# Task directions
Count the lines below that contain the string "foliage", and reply with the number alone.

# Provided records
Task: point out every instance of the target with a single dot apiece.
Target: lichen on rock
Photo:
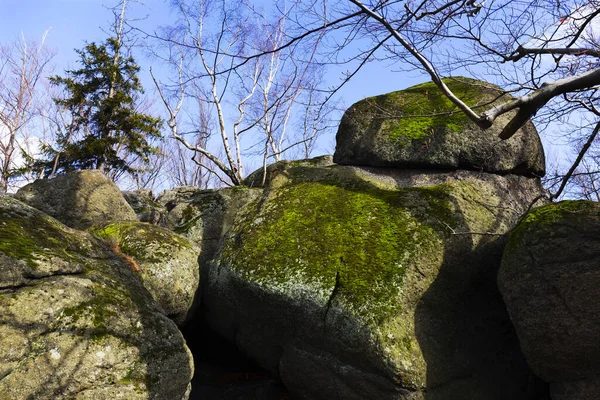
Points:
(75, 322)
(366, 272)
(166, 262)
(549, 280)
(419, 127)
(78, 199)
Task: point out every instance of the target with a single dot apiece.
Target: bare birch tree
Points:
(545, 53)
(22, 67)
(245, 111)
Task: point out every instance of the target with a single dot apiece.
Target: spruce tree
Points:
(101, 100)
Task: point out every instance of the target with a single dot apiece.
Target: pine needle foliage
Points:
(105, 125)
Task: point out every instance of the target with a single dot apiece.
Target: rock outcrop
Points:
(145, 206)
(204, 216)
(166, 262)
(412, 128)
(75, 321)
(362, 283)
(550, 280)
(78, 199)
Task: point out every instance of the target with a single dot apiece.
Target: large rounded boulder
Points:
(361, 283)
(166, 262)
(419, 127)
(75, 321)
(550, 281)
(78, 199)
(204, 216)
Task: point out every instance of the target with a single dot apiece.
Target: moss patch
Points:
(421, 111)
(136, 239)
(548, 214)
(355, 243)
(34, 238)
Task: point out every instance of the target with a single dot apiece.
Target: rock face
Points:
(204, 216)
(412, 129)
(550, 281)
(78, 199)
(362, 283)
(145, 207)
(167, 263)
(75, 322)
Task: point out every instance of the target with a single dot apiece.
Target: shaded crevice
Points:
(223, 372)
(332, 295)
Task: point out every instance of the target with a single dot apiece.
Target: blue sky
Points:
(75, 22)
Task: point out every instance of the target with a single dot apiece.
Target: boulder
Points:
(145, 206)
(166, 262)
(78, 199)
(550, 281)
(420, 128)
(362, 283)
(75, 321)
(260, 177)
(204, 216)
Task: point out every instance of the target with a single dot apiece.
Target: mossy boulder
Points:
(204, 216)
(75, 321)
(262, 176)
(145, 206)
(166, 262)
(550, 281)
(78, 199)
(357, 283)
(420, 128)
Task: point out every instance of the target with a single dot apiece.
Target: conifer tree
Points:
(105, 124)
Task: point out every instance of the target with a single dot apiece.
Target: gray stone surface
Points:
(75, 322)
(78, 199)
(145, 206)
(420, 128)
(166, 262)
(374, 283)
(550, 281)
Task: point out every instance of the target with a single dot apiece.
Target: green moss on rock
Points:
(549, 214)
(37, 239)
(136, 239)
(421, 111)
(359, 242)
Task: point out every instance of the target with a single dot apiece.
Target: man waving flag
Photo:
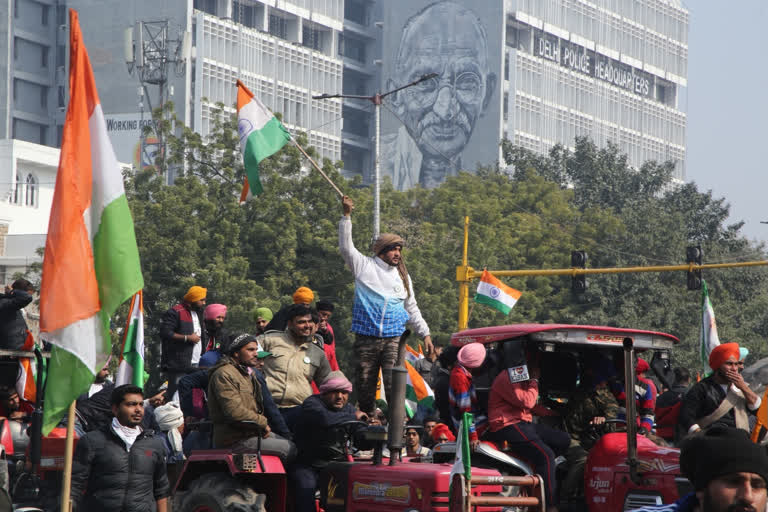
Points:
(91, 263)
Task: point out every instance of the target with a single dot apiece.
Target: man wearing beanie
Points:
(384, 303)
(721, 399)
(236, 403)
(729, 473)
(302, 295)
(183, 337)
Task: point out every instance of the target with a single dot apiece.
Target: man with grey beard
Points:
(438, 114)
(296, 361)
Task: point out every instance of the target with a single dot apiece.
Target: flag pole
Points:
(317, 167)
(66, 479)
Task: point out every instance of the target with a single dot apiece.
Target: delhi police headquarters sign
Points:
(591, 63)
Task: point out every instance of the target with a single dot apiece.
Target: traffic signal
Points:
(579, 282)
(693, 254)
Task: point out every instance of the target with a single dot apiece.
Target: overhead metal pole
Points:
(377, 100)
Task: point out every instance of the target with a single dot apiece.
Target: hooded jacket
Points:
(106, 476)
(234, 396)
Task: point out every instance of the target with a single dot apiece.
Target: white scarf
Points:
(127, 434)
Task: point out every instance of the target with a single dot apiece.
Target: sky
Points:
(728, 106)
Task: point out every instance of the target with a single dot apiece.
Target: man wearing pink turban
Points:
(723, 398)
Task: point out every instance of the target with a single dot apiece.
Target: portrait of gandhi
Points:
(440, 114)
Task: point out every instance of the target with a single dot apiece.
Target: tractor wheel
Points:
(219, 492)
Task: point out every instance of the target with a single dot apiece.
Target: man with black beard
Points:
(296, 361)
(728, 471)
(183, 337)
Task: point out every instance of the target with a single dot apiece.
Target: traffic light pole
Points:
(465, 274)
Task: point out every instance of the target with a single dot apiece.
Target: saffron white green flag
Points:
(463, 464)
(417, 391)
(494, 293)
(91, 263)
(708, 338)
(131, 368)
(261, 135)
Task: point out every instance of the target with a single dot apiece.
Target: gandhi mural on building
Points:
(439, 115)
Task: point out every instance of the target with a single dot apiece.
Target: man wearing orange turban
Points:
(183, 336)
(723, 398)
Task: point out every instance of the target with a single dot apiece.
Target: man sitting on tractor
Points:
(591, 405)
(318, 439)
(236, 404)
(723, 398)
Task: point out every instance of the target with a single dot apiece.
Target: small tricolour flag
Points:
(91, 262)
(261, 136)
(494, 293)
(131, 368)
(708, 338)
(25, 381)
(417, 391)
(462, 465)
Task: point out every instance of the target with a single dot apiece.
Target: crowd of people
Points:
(279, 388)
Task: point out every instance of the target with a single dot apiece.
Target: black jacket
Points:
(177, 355)
(700, 401)
(105, 476)
(13, 327)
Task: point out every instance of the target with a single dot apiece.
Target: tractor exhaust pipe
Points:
(397, 404)
(629, 393)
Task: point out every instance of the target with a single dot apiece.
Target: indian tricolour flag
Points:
(131, 368)
(708, 338)
(462, 465)
(417, 391)
(261, 135)
(91, 262)
(496, 294)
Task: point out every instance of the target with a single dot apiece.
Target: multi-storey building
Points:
(556, 69)
(32, 69)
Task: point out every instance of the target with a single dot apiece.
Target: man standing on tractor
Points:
(183, 337)
(729, 474)
(236, 405)
(296, 361)
(317, 437)
(723, 398)
(121, 467)
(384, 303)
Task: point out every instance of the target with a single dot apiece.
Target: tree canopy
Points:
(529, 215)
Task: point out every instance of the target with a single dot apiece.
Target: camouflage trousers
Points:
(372, 353)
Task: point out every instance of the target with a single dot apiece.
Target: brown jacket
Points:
(234, 396)
(292, 368)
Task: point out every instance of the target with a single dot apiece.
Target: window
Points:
(30, 195)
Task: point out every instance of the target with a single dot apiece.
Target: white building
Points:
(27, 180)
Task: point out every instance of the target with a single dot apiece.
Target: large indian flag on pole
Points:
(131, 368)
(494, 293)
(708, 338)
(91, 262)
(261, 136)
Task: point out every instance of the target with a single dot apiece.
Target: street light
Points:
(376, 99)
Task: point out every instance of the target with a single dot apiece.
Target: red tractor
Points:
(218, 480)
(624, 470)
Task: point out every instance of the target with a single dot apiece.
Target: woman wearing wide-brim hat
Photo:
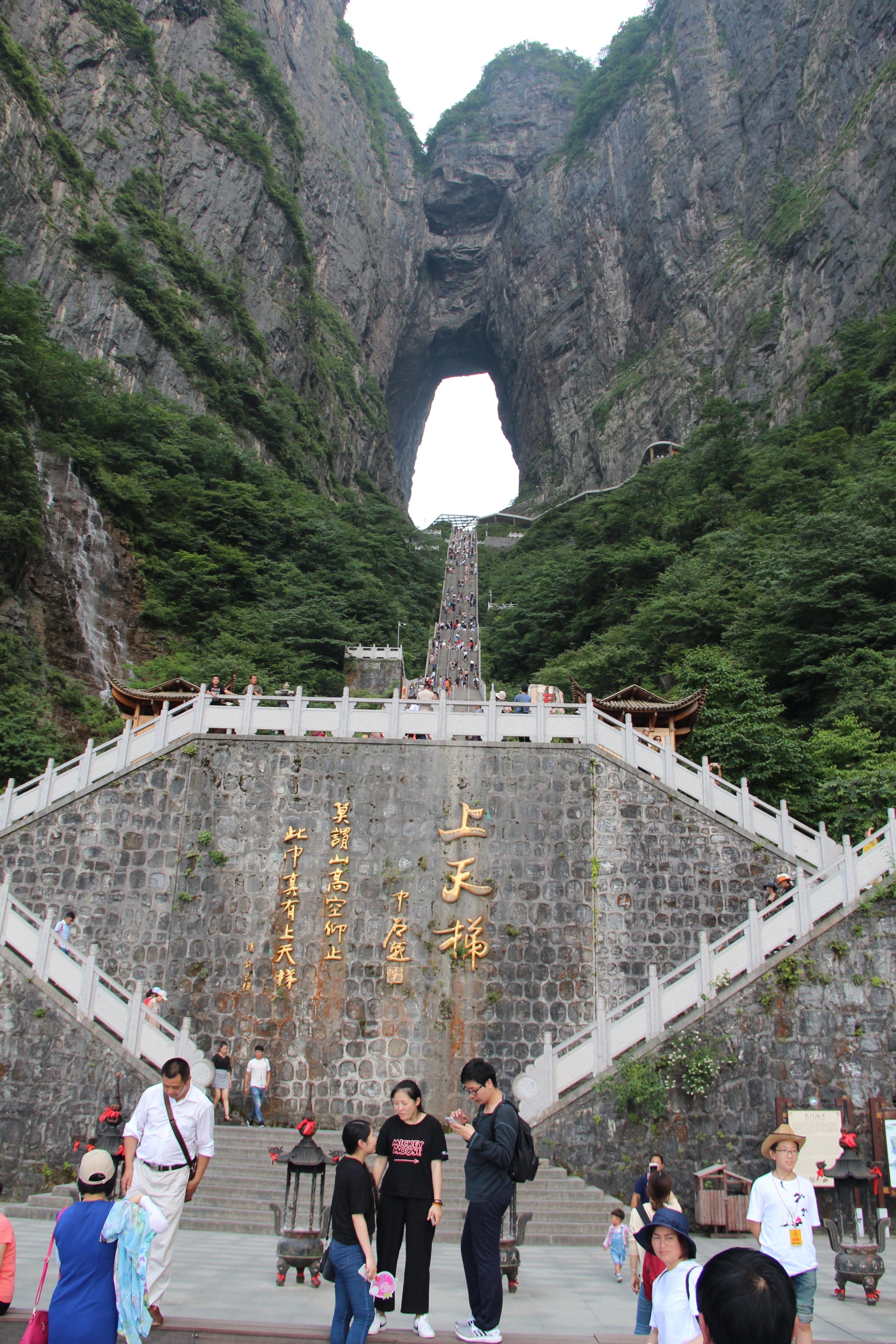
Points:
(675, 1312)
(781, 1215)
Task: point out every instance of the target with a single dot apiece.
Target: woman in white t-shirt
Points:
(781, 1215)
(675, 1312)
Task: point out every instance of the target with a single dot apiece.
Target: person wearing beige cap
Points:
(781, 1215)
(82, 1310)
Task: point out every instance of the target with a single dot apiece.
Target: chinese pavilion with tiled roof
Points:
(651, 713)
(147, 703)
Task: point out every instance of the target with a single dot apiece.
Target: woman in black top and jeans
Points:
(410, 1152)
(354, 1220)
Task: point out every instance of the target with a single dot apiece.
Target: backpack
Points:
(524, 1164)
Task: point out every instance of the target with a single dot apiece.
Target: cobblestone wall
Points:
(820, 1023)
(179, 870)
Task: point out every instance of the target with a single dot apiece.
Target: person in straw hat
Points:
(781, 1215)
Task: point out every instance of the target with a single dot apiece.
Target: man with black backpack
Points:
(492, 1143)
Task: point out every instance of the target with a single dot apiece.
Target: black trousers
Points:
(393, 1217)
(481, 1256)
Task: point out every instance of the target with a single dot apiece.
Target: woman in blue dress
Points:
(82, 1310)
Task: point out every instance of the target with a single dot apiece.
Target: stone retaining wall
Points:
(574, 842)
(817, 1023)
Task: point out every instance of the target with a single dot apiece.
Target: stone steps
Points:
(242, 1182)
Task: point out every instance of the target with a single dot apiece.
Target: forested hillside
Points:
(245, 568)
(761, 562)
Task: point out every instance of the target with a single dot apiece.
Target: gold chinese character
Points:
(285, 949)
(464, 830)
(461, 881)
(398, 929)
(473, 943)
(453, 940)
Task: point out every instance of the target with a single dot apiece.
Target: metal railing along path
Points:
(90, 994)
(739, 952)
(443, 721)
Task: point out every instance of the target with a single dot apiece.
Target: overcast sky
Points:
(436, 56)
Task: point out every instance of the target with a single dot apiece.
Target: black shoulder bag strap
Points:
(191, 1162)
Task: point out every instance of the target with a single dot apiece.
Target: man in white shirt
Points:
(156, 1163)
(781, 1215)
(257, 1079)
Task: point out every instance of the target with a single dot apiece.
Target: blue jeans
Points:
(354, 1301)
(643, 1318)
(805, 1288)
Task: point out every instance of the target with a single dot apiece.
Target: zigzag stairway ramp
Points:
(88, 994)
(644, 1017)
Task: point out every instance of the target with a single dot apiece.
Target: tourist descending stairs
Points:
(454, 654)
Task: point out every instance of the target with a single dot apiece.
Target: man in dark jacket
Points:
(491, 1143)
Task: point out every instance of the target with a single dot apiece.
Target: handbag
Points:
(191, 1162)
(38, 1327)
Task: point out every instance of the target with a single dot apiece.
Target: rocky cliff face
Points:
(725, 221)
(729, 210)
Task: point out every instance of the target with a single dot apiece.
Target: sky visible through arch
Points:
(436, 56)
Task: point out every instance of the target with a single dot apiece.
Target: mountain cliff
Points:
(226, 206)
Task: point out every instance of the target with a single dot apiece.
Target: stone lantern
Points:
(858, 1258)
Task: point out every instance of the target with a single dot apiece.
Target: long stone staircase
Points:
(242, 1182)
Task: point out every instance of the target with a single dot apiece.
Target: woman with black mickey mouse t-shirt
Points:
(408, 1168)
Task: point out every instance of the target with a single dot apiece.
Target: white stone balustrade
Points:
(741, 951)
(93, 995)
(443, 721)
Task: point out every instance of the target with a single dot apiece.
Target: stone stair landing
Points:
(241, 1183)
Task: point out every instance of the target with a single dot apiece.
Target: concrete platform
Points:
(223, 1290)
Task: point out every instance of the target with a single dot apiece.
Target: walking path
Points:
(451, 654)
(565, 1293)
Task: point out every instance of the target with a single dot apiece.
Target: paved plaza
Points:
(566, 1292)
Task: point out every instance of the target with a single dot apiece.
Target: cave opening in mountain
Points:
(464, 464)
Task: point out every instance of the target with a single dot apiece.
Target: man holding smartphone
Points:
(641, 1185)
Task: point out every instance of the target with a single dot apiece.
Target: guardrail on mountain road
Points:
(443, 721)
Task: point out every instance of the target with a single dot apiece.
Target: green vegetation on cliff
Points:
(760, 562)
(629, 62)
(245, 568)
(369, 82)
(570, 69)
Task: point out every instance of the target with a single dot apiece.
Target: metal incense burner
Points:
(302, 1248)
(858, 1258)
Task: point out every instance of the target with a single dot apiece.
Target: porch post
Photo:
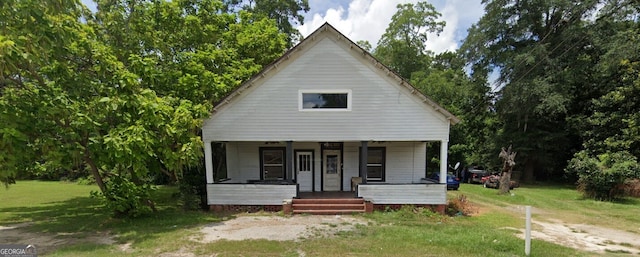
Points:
(289, 160)
(208, 161)
(443, 161)
(363, 160)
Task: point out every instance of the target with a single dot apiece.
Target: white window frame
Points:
(324, 91)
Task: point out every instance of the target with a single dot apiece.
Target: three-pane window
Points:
(272, 163)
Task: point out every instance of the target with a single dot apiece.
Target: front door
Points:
(304, 170)
(331, 170)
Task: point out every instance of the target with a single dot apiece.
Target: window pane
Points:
(273, 172)
(273, 156)
(332, 164)
(374, 173)
(304, 162)
(324, 100)
(375, 156)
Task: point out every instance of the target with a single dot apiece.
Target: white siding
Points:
(404, 193)
(243, 159)
(382, 110)
(249, 194)
(405, 161)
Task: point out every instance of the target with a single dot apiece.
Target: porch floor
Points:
(326, 195)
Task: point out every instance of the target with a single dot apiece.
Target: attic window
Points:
(326, 100)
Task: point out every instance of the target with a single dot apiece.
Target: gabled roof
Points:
(327, 28)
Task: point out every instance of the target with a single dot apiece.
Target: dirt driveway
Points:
(581, 236)
(275, 227)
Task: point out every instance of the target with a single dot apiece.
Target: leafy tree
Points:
(123, 95)
(609, 127)
(442, 77)
(403, 45)
(447, 82)
(286, 13)
(542, 50)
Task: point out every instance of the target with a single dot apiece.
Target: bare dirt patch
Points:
(48, 242)
(581, 236)
(278, 228)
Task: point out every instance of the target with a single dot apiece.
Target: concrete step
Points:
(327, 212)
(327, 206)
(329, 201)
(330, 206)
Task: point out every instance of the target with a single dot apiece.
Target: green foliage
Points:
(603, 177)
(283, 12)
(125, 198)
(119, 94)
(403, 45)
(192, 190)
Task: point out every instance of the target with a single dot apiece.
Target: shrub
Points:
(193, 190)
(126, 198)
(459, 206)
(602, 178)
(631, 187)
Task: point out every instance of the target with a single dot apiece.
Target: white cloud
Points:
(368, 19)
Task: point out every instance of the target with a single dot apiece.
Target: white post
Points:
(443, 161)
(208, 162)
(527, 235)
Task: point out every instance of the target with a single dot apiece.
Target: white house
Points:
(323, 115)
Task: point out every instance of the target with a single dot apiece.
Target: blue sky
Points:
(367, 19)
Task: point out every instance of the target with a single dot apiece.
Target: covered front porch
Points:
(274, 173)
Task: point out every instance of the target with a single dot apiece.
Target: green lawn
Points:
(56, 208)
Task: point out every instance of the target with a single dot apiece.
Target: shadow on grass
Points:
(86, 216)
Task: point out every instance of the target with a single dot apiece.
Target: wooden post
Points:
(208, 162)
(508, 163)
(364, 152)
(443, 161)
(289, 160)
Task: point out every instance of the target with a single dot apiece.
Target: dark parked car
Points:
(452, 181)
(474, 174)
(493, 181)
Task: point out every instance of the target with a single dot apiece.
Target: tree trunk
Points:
(508, 163)
(529, 167)
(505, 181)
(94, 170)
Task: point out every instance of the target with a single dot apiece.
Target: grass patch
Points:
(559, 202)
(54, 208)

# Exercise output
2